▸ JOB A
In the entries, duplicate the lines starting at the one that contains "Query: blue-gray sky" and ending after the one that contains "Mark the region of every instance of the blue-gray".

▸ PAGE TEXT
____________
Accounting Branch Chief

Securities and Exchange Commission

100 F Street, N.E.

Washington, D.C. 20549

 

 

Re:

Automatic Data Processing, Inc.

 

Form 10-K for the fiscal year ended June 30, 2007

Filed August 29, 2007

Form 10-Q for the Quarterly Period Ended December 31, 2007

Filed February 11, 2008

File No. 001-05397

 

Dear Mr. Krikorian:

 

Set forth below is a follow-up to our letter filed on March 7, 2008 that responded to the comments raised in your letter dated February 22, 2008 (the “Comment Letter”). Automatic Data Processing, Inc. (the “Company” or “ADP”) acknowledges that it is responsible for the adequacy and accuracy of the disclosures in its Annual Report on Form 10-K for the fiscal year ended June 30, 2007, which was filed on August 29, 2007, and the Quarterly Report on Form 10-Q for the quarterly period ended December 31, 2007, which was filed on February 11, 2008. The Company understands that the comments of the staff (the “Staff”) of the Securities and Exchange Commission (the “Commission”) do not foreclose the Commission from taking any action with respect to the filing. The Company also acknowledges that it may not assert Staff comments as a defense in any proceeding initiated by the Commission or any person under the federal securities laws of the United States.

 

Unless otherwise noted below, terms used herein without definition have the same meanings assigned to them in the Annual Report on Form 10-K for the fiscal year ended June 30, 2007 or the Quarterly Report on Form 10-Q for the quarterly period ended December 31, 2007.

 

Form 10-K for the Fiscal Year Ended June 30, 2007

 

Financial Statements and Supplementary Data

 

Consolidated Balance Sheets, page 41

 

1. As noted from our conference call on February 19, 2008, you indicated that you would consider revising your presentation to include funds held for clients and client funds obligations within current assets and current liabilities, respectively, on your consolidated balance sheets. Please provide an analysis that supports this presentation and that considers the terms and conditions associated with your funds held for clients and client funds obligations.
____________
▸ GIVEN INFORMATION
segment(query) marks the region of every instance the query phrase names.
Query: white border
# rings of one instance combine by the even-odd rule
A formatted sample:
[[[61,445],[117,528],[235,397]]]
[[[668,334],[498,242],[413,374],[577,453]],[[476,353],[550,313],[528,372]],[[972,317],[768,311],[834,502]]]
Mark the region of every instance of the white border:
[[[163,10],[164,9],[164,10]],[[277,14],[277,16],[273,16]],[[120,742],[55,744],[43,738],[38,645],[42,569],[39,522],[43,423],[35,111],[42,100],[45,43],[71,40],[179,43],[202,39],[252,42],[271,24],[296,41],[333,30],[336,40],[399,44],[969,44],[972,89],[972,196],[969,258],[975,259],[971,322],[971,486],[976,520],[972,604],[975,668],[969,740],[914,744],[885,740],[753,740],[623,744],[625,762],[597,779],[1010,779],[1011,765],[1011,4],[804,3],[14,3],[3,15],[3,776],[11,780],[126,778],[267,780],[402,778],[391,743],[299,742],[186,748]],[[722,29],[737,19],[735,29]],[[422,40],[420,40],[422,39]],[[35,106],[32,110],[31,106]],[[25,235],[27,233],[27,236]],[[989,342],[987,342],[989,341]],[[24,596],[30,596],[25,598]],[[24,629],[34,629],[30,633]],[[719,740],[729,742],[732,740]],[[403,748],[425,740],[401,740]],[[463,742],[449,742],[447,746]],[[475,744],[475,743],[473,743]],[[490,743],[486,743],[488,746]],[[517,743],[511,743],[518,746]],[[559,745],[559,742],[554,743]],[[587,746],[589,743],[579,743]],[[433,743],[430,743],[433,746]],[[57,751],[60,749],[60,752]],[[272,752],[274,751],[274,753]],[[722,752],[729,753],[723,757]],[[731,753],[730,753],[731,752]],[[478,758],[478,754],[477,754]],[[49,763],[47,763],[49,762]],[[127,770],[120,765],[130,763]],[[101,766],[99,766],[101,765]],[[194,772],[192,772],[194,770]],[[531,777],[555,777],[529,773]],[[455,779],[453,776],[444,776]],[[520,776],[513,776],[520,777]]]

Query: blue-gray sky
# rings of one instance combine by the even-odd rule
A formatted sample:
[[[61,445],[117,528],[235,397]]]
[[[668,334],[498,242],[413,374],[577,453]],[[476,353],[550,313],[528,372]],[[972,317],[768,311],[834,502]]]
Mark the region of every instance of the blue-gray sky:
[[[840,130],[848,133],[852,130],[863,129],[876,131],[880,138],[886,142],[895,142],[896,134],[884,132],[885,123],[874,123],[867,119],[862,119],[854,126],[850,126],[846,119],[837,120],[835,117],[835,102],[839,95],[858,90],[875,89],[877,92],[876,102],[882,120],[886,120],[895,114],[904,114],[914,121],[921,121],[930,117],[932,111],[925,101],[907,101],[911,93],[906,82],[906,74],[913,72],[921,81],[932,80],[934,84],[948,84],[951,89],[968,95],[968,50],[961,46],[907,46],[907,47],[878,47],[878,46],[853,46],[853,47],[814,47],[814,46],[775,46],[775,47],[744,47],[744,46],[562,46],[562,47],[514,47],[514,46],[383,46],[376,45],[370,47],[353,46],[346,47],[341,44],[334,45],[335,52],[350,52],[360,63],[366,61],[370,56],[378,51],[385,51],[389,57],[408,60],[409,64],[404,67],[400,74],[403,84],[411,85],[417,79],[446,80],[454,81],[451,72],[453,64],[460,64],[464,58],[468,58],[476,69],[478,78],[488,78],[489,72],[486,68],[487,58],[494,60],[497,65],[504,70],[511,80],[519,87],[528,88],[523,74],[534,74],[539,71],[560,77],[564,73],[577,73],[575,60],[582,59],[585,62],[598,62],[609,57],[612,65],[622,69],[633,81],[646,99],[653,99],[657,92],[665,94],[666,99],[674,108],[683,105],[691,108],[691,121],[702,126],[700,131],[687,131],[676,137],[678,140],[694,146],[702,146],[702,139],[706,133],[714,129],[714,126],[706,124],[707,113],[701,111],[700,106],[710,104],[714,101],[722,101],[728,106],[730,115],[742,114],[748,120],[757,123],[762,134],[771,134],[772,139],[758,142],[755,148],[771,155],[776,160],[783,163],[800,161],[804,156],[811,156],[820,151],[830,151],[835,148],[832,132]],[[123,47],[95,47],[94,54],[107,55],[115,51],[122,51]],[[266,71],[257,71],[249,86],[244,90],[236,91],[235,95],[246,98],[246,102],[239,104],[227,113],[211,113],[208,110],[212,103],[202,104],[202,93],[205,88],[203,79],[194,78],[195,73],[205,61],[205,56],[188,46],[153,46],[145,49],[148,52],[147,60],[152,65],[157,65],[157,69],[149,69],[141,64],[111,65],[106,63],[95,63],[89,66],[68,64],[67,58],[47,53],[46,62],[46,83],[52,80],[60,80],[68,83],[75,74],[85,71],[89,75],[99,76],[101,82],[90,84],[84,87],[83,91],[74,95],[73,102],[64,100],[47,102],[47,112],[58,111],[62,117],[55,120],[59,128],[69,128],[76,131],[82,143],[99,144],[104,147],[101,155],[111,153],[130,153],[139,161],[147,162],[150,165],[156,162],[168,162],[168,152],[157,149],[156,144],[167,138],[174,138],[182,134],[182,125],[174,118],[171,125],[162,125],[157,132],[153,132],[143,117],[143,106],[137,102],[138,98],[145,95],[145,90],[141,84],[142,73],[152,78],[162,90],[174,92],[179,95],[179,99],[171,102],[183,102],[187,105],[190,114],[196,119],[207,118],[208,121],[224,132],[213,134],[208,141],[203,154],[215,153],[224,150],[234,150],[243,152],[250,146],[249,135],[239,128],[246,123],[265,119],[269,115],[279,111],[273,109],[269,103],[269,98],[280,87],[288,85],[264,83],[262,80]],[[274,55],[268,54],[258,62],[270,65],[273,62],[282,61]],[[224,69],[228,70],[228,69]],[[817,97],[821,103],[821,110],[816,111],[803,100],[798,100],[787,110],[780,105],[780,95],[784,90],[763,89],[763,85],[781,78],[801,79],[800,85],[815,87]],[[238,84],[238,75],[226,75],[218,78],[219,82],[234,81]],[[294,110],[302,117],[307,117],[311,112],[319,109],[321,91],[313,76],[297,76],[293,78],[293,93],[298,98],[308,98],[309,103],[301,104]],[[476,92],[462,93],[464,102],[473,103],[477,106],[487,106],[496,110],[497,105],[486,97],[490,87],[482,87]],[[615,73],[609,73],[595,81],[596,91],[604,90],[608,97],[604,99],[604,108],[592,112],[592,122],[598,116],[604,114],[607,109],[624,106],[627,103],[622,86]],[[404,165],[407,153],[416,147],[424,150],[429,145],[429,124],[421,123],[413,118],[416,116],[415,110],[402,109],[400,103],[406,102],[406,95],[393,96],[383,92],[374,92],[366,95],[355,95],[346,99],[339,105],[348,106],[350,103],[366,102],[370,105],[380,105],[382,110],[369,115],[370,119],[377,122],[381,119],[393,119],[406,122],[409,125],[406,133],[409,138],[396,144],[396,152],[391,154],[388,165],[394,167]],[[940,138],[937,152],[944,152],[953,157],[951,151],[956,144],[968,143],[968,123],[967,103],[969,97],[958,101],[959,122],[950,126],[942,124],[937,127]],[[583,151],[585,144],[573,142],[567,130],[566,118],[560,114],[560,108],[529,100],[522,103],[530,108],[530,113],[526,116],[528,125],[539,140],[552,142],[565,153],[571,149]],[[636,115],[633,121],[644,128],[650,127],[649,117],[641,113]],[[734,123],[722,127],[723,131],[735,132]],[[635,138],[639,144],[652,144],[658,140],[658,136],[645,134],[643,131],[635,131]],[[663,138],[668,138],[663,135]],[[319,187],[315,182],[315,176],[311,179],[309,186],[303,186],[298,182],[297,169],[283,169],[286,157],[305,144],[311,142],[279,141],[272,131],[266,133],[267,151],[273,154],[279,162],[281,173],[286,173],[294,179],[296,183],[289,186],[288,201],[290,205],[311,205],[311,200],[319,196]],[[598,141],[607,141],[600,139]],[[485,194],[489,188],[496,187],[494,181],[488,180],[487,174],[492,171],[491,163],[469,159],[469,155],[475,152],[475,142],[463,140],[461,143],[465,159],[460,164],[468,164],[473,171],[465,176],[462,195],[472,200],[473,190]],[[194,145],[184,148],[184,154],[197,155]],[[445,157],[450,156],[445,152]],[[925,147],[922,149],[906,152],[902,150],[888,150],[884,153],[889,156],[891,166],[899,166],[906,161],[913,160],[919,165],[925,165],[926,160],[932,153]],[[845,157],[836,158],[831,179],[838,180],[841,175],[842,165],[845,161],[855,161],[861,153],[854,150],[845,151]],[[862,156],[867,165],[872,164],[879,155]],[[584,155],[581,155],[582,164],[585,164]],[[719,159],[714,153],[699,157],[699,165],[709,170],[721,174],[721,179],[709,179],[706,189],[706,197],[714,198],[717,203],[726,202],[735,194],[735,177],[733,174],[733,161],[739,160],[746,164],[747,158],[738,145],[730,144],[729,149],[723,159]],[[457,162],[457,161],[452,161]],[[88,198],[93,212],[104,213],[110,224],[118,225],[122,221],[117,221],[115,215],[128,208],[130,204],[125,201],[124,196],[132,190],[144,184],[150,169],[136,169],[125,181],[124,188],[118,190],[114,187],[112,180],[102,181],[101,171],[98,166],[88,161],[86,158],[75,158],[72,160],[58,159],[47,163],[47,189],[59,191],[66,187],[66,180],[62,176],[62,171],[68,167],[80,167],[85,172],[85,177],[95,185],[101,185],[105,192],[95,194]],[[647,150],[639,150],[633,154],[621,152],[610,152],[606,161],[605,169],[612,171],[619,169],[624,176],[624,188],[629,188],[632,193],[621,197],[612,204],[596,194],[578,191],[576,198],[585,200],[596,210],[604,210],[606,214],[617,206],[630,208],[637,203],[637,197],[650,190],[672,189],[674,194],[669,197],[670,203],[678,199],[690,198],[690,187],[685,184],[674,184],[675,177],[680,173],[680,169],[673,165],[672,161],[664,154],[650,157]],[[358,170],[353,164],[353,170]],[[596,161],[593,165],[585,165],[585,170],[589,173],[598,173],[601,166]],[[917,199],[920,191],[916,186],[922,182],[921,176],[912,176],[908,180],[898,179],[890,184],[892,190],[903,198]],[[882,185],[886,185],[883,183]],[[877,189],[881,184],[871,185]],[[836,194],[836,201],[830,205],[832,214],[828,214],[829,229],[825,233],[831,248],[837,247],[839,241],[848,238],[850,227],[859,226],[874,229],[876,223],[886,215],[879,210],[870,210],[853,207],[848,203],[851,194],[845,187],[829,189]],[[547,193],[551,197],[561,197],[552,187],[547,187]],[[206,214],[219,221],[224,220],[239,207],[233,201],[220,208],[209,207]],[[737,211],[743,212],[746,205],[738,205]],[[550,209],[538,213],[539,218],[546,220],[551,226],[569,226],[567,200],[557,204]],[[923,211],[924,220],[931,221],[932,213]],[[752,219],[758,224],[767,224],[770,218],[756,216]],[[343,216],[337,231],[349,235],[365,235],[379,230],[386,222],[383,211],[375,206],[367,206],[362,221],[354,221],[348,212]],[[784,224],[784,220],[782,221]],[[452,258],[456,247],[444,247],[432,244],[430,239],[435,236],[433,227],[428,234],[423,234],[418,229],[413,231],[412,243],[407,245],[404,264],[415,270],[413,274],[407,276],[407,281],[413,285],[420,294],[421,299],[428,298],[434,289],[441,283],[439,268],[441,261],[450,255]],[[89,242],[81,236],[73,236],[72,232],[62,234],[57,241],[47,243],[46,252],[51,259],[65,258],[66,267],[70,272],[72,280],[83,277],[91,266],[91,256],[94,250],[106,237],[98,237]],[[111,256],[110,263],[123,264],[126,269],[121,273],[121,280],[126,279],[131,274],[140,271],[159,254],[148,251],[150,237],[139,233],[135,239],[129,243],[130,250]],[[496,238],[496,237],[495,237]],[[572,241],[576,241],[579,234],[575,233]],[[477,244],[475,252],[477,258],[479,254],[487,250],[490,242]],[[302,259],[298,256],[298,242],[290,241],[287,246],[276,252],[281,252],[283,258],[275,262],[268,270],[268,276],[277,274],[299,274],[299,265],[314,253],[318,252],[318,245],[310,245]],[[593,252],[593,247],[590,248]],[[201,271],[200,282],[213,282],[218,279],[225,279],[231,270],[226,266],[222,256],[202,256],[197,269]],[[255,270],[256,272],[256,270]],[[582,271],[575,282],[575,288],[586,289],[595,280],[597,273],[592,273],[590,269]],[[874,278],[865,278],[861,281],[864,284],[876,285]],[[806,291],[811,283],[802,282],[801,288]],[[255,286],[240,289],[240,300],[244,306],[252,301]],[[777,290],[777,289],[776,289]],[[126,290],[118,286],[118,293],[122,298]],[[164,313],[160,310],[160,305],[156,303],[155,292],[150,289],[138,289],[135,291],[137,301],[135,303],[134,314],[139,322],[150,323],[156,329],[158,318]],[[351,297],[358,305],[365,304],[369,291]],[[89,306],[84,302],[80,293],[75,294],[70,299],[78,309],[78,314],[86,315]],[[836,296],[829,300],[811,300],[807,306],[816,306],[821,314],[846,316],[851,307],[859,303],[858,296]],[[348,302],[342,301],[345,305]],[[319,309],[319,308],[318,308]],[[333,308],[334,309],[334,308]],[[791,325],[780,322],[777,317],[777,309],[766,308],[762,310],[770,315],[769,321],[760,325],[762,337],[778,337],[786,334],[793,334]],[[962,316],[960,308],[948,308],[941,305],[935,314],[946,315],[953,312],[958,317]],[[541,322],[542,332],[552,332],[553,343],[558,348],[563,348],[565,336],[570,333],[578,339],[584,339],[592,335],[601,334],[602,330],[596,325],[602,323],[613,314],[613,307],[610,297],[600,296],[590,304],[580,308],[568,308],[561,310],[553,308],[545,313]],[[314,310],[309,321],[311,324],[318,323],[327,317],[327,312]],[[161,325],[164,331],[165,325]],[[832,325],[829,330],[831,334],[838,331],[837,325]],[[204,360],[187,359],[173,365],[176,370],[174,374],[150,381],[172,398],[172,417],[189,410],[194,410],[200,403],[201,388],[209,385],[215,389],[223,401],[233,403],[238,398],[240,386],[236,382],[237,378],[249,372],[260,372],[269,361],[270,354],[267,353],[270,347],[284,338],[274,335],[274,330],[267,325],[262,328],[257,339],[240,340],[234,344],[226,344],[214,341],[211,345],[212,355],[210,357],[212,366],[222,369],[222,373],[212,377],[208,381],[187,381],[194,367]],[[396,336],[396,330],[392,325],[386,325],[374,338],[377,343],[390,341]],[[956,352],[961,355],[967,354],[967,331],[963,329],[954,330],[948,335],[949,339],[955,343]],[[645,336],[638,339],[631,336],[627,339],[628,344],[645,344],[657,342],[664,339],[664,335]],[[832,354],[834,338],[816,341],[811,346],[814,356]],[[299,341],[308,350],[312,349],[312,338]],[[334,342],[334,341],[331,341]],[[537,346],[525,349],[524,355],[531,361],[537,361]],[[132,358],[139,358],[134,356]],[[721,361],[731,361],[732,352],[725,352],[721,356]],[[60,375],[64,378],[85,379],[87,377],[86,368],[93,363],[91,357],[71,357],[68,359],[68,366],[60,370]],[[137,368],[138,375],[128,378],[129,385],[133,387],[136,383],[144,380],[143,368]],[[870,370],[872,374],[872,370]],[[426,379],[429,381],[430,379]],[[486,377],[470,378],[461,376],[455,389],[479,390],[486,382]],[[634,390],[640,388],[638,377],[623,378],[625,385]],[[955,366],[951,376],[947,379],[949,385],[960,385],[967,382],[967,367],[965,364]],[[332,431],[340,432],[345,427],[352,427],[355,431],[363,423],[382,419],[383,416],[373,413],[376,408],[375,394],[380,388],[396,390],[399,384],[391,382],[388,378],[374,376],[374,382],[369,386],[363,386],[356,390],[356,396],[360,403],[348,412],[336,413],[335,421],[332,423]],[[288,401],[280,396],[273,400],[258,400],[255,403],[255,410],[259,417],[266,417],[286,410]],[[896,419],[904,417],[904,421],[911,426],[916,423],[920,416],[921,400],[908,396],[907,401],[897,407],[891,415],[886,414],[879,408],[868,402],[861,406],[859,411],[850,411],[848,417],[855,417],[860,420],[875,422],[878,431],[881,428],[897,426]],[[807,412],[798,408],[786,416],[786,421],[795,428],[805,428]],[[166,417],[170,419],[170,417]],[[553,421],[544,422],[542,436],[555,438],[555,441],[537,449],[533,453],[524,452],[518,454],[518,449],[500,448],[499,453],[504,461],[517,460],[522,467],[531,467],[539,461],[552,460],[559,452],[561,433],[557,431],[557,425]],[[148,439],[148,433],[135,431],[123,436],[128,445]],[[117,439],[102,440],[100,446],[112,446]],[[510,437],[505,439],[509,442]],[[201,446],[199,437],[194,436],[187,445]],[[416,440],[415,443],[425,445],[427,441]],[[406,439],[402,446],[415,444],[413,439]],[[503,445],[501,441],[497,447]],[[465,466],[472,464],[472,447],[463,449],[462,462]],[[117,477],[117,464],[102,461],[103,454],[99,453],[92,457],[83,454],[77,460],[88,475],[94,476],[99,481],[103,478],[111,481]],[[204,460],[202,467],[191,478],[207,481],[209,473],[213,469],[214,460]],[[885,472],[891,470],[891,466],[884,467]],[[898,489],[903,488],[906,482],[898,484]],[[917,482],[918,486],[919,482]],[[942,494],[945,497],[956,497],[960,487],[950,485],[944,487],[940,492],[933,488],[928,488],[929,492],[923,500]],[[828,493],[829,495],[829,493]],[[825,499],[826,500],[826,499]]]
____________
▸ JOB B
Translate this sentence from the letter into Spanish: "The Company also acknowledges that it may not assert Staff comments as a defense in any proceeding initiated by the Commission or any person under the federal securities laws of the United States."

▸ EXERCISE SOLUTION A
Query: blue-gray sky
# rings of one instance combine by the even-odd rule
A formatted sample:
[[[61,445],[117,528],[235,397]]]
[[[668,334],[498,242],[413,374],[577,453]],[[476,353],[550,313],[528,372]],[[972,317],[768,311],[834,502]]]
Mark the region of every instance of the blue-gray sky:

▸ EXERCISE SOLUTION B
La Compañía también reconoce que no puede invocar los comentarios del Personal como defensa en ningún procedimiento iniciado por la Comisión o por cualquier persona conforme a las leyes federales de valores de los Estados Unidos.